### WHAT YOU SHOULD DO
Report how many lines of the material below contain the string "grassy". Give the number only.

### DATA SECTION
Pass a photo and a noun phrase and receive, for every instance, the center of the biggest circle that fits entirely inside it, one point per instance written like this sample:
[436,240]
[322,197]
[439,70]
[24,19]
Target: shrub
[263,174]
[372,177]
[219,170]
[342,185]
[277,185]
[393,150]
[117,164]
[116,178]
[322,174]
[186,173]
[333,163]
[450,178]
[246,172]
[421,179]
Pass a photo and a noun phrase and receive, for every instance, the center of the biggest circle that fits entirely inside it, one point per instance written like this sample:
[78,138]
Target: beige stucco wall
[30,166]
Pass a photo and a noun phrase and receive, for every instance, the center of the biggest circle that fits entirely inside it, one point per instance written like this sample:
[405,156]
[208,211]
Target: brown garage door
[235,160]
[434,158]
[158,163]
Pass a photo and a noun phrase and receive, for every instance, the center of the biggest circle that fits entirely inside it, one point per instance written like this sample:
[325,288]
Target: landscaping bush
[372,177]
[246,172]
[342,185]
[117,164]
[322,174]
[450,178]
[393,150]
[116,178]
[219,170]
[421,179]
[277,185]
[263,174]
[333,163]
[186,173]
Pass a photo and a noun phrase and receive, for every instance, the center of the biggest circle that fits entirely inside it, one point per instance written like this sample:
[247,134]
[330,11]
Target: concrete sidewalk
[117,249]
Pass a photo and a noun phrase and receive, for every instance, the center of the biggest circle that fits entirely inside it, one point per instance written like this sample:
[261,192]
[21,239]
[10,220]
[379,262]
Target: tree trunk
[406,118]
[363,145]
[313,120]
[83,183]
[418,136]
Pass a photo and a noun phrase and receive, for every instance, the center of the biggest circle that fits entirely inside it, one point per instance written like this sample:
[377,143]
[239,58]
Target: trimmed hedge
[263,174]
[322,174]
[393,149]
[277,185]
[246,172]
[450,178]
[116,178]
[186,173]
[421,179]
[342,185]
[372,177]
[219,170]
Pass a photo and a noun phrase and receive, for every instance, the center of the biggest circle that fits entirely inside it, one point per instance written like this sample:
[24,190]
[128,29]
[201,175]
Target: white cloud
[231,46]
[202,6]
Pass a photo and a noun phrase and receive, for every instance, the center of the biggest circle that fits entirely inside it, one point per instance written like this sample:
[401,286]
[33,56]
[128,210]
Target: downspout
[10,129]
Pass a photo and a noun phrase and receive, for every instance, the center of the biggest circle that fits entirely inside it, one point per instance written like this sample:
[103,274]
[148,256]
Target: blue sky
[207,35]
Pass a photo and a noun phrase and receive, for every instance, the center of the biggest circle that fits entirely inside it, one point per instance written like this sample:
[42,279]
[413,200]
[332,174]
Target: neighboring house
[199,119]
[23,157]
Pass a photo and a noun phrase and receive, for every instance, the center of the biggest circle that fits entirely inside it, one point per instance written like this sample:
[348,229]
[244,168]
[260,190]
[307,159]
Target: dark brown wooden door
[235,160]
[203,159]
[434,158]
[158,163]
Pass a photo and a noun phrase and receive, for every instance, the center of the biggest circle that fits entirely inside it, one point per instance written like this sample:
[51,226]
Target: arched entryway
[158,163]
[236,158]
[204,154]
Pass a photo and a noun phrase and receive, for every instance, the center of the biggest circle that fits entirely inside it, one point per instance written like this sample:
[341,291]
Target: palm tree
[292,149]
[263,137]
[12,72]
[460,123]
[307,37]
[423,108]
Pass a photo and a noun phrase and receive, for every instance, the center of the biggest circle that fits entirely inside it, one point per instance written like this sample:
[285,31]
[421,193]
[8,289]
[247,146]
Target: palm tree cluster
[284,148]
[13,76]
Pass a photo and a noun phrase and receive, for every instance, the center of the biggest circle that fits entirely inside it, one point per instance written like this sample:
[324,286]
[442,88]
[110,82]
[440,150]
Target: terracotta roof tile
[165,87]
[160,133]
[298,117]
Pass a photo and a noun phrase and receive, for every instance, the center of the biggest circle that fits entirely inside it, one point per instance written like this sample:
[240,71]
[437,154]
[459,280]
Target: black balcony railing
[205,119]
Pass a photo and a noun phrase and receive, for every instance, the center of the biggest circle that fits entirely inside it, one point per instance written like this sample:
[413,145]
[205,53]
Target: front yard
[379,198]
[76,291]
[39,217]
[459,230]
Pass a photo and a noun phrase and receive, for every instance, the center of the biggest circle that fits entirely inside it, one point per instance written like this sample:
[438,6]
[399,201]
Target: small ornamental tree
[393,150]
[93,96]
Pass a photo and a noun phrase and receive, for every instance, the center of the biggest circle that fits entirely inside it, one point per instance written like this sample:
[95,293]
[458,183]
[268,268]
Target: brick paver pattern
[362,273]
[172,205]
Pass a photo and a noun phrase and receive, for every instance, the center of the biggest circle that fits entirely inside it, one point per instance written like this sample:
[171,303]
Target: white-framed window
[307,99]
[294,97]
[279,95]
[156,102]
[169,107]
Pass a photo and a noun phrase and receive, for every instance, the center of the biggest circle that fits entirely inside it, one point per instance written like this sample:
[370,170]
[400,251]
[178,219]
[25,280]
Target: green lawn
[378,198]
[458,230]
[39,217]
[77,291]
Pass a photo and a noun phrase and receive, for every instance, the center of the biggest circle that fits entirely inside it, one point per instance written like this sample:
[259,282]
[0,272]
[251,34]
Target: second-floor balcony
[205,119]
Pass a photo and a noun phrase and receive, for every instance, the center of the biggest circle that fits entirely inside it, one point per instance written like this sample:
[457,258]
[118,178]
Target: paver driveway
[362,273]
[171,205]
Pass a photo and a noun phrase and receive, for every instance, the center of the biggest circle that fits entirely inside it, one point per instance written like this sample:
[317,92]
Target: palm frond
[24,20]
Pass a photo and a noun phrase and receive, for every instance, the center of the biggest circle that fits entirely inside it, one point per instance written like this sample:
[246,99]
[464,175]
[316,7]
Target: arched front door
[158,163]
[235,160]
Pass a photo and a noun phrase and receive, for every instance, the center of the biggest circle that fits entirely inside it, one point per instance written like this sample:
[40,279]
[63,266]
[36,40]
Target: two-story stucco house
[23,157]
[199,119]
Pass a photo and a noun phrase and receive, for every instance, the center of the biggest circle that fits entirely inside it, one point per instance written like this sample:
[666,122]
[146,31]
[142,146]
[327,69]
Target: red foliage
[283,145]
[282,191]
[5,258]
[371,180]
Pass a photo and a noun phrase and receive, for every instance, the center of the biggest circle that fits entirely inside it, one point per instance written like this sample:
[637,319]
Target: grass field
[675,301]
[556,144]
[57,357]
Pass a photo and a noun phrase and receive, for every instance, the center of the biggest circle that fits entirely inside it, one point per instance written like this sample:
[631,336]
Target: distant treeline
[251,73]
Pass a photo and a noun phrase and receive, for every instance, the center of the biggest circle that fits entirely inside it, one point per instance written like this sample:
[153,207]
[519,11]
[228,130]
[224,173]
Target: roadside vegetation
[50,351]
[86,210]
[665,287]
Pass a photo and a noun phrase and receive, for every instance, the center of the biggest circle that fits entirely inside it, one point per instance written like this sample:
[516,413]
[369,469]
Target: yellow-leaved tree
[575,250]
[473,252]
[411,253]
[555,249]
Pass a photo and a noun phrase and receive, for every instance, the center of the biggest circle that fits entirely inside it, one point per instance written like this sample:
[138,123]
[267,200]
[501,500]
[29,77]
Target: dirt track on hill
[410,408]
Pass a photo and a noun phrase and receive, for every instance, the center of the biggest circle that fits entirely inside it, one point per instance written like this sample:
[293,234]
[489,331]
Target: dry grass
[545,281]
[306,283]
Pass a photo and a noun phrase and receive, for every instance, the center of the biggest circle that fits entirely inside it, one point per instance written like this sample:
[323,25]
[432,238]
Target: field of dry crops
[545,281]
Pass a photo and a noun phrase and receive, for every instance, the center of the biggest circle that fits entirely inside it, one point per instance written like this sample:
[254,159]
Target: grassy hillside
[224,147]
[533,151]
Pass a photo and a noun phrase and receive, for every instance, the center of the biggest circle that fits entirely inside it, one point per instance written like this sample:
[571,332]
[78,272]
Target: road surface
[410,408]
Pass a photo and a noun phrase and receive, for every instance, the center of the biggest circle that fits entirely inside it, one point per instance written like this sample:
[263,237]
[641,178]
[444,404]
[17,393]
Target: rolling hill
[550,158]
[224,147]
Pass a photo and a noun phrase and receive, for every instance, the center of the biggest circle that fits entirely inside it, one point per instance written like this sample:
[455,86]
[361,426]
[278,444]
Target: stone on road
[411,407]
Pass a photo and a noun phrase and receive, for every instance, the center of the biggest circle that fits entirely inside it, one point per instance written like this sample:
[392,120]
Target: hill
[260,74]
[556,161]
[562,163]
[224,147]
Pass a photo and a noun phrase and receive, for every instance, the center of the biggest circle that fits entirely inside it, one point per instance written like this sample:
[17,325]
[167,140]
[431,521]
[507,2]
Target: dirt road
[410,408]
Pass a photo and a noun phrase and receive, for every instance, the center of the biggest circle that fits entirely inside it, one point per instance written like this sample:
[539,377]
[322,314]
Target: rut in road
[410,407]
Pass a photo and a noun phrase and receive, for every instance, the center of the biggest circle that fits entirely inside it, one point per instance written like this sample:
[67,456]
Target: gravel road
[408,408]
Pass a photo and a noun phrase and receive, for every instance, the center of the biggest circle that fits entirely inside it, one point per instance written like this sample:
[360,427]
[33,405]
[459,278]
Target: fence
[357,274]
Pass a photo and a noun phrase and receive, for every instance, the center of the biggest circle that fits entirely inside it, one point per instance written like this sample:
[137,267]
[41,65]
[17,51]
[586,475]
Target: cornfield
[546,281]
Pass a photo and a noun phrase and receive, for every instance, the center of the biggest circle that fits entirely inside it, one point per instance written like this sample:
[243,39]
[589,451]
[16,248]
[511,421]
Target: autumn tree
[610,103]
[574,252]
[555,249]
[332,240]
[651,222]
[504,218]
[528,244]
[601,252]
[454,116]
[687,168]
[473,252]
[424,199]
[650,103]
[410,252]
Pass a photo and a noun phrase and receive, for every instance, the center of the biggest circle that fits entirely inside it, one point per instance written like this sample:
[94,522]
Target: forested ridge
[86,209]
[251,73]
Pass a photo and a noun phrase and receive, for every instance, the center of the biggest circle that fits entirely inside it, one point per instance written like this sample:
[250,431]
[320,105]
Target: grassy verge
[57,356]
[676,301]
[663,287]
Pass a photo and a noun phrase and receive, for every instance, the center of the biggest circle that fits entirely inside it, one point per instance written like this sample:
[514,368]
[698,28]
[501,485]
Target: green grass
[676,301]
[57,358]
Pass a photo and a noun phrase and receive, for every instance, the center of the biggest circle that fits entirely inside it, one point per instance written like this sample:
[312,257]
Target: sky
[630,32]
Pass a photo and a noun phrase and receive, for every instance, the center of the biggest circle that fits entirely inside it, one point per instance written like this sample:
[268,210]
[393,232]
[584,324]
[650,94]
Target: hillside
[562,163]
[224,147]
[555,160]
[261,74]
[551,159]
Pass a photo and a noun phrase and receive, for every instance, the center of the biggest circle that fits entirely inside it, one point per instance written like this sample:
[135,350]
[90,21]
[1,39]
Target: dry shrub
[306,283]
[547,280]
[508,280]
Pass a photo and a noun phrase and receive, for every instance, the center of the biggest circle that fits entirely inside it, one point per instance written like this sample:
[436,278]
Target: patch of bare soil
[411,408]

### WRITTEN ANSWER
2